Convert the lines below to a JSON list of strings, one string per line with blank lines omitted. Begin at the line that contains "Find the glowing" and stop after the line that contains "(445, 1021)".
>> begin MATERIAL SUPPLIED
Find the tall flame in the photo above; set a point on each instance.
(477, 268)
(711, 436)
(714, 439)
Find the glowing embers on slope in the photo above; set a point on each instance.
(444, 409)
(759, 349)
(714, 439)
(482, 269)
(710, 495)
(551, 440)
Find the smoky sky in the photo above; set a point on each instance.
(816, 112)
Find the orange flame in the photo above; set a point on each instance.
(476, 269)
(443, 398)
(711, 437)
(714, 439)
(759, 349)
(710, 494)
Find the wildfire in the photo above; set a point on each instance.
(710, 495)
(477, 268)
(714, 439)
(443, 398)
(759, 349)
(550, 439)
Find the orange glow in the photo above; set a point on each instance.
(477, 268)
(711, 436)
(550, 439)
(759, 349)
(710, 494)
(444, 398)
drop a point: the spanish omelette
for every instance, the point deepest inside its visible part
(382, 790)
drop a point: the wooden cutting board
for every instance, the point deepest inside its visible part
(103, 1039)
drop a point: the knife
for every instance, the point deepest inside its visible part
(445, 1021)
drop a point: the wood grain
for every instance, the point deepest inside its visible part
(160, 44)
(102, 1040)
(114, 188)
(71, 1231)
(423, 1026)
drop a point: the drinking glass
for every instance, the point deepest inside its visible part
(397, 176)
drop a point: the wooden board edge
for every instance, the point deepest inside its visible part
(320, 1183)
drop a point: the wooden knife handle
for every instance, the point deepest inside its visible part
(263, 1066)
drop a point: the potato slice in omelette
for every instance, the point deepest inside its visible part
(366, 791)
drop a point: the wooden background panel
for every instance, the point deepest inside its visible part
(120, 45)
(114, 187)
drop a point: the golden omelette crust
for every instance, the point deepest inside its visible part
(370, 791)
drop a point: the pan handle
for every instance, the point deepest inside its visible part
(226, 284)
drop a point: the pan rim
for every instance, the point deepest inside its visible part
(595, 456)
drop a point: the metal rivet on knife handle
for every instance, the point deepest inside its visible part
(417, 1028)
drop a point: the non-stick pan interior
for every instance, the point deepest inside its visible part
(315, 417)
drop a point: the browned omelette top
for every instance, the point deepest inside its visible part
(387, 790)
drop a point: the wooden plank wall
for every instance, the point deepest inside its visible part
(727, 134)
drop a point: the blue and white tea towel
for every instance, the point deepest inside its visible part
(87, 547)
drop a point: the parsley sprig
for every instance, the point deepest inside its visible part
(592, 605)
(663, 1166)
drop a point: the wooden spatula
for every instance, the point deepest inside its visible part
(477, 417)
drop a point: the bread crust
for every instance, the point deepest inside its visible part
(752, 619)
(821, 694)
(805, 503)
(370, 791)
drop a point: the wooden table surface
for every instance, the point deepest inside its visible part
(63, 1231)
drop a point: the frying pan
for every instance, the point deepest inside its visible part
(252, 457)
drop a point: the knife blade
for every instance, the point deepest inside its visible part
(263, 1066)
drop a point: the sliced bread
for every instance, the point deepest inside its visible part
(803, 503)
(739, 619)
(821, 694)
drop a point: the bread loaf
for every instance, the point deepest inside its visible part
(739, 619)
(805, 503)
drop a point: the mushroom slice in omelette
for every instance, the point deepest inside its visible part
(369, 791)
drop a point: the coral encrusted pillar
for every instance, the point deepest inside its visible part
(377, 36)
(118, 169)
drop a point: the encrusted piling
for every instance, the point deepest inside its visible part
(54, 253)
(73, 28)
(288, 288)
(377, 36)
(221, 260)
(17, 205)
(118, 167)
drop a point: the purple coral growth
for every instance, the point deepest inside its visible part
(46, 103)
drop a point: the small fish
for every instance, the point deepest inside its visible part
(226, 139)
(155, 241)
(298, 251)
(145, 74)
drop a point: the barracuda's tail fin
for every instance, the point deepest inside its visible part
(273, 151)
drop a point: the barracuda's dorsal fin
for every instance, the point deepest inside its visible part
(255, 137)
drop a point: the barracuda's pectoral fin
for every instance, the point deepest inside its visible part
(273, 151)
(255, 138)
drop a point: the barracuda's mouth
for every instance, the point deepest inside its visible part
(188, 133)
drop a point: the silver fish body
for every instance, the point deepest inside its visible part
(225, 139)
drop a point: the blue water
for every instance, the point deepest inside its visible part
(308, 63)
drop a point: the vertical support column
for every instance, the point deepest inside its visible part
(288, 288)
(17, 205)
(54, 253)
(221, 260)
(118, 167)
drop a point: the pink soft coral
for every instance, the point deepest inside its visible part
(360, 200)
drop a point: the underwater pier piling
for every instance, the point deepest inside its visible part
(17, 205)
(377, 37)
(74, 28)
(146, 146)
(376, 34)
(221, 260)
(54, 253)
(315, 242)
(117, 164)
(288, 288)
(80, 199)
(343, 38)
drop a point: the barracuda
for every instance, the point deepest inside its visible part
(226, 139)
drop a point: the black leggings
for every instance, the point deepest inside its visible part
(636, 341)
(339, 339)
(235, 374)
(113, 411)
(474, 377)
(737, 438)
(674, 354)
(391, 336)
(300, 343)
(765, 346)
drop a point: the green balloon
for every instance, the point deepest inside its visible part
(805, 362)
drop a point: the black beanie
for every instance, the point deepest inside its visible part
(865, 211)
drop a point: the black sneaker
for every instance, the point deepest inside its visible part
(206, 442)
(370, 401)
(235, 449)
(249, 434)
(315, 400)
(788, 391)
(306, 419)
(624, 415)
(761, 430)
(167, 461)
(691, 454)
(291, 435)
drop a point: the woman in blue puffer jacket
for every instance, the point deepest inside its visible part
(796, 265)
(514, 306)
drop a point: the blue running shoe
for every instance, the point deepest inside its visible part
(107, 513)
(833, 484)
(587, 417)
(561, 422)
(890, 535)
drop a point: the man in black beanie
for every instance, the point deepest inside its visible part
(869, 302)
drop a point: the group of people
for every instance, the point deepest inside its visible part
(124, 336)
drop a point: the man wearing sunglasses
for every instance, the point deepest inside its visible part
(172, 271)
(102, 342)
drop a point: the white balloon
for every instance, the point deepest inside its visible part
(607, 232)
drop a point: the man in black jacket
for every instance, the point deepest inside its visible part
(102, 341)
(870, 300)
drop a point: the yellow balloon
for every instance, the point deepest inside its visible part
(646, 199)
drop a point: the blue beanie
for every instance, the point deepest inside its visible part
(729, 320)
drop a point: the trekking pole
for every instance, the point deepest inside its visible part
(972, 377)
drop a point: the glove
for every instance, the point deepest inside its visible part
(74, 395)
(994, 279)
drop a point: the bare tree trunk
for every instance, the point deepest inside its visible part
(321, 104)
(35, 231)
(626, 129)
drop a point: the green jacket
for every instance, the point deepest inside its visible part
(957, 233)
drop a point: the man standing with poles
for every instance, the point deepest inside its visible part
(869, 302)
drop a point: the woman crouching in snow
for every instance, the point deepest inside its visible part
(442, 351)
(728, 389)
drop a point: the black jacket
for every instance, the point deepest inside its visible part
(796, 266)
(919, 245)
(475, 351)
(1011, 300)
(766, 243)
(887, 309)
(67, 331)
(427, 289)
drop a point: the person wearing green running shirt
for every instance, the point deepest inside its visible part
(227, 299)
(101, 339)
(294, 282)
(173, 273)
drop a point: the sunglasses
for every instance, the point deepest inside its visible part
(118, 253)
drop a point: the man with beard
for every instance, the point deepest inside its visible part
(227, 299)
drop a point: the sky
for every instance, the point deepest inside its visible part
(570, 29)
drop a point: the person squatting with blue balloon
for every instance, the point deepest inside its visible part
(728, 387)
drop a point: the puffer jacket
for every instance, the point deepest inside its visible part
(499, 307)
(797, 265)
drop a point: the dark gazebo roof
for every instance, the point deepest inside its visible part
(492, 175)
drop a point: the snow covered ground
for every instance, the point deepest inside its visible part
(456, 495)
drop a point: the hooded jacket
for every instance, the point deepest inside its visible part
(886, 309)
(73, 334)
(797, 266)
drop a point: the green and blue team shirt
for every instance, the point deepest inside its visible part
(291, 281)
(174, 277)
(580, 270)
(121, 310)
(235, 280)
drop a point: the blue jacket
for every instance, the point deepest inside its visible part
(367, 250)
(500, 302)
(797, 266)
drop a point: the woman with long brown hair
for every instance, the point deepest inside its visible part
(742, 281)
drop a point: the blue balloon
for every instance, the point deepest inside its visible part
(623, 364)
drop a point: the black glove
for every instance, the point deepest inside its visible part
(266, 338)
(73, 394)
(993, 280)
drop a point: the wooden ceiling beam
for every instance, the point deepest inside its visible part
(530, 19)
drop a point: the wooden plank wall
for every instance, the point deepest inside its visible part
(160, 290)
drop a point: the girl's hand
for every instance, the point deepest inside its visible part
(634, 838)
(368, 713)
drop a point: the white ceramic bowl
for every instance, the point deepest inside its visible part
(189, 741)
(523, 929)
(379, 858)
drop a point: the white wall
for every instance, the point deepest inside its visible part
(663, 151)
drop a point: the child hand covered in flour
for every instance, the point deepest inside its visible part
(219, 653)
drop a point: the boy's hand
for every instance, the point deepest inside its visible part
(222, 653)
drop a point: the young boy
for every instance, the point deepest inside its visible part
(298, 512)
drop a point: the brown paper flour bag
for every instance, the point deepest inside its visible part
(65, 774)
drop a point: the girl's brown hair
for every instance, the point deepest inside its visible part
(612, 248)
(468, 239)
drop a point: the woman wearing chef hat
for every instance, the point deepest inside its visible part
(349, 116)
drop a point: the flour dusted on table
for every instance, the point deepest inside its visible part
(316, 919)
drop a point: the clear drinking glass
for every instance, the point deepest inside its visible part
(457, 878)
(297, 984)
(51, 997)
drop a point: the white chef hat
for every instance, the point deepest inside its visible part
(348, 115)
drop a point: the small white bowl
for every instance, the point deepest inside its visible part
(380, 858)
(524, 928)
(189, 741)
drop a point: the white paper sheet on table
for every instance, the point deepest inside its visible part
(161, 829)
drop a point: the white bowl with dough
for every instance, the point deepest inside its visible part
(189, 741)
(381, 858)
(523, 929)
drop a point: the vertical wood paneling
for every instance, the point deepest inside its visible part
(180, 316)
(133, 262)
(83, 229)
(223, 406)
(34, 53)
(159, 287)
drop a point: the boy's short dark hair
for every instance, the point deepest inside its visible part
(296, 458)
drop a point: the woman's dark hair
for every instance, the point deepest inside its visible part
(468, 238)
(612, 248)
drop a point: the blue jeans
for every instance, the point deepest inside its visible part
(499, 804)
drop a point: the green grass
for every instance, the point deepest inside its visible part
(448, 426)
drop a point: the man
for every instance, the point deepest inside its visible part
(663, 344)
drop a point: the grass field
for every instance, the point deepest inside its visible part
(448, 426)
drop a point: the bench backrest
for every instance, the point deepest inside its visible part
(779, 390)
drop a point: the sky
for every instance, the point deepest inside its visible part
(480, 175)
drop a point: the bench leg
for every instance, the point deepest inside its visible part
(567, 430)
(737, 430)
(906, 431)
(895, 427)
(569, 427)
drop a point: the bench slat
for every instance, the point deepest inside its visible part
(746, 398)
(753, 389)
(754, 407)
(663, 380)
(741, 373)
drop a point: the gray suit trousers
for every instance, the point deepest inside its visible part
>> end MATERIAL SUPPLIED
• [FULL SOLUTION]:
[
  "Find the glowing embers on slope in the photo above; set a point on each instance.",
  "(444, 409)",
  "(759, 349)",
  "(714, 439)",
  "(482, 269)",
  "(710, 495)",
  "(551, 440)",
  "Find the smoky sky in the photo above; set a point on each instance.",
  "(816, 112)",
  "Find the orange flame in the photo above; set a point on each instance.",
  "(476, 269)",
  "(443, 398)",
  "(711, 437)",
  "(714, 439)",
  "(759, 349)",
  "(710, 494)",
  "Find the wildfire in the photo above; set a point on each instance.",
  "(710, 495)",
  "(477, 268)",
  "(714, 439)",
  "(443, 398)",
  "(759, 349)",
  "(550, 439)",
  "Find the orange glow in the photo above; set a point on each instance.",
  "(477, 268)",
  "(711, 436)",
  "(550, 439)",
  "(759, 349)",
  "(710, 494)",
  "(444, 398)",
  "drop a point: the spanish omelette",
  "for every instance, the point deepest inside its visible part",
  "(382, 790)",
  "drop a point: the wooden cutting board",
  "for every instance, the point deepest inside its visible part",
  "(103, 1039)",
  "drop a point: the knife",
  "for every instance, the point deepest inside its visible part",
  "(445, 1021)"
]